[Point annotations on photos]
- - - - -

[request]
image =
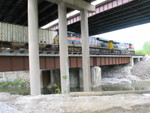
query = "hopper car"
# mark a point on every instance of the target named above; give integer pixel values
(15, 37)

- - - - -

Task details => Please write out all of the records again, requests included, with every point coordinate in the answers shifted by adding 119, and leave the pictures out.

Solution to the exercise =>
[request]
image =
query = "hopper car"
# mark a point on every instance of the target named above; give integer pixel values
(134, 156)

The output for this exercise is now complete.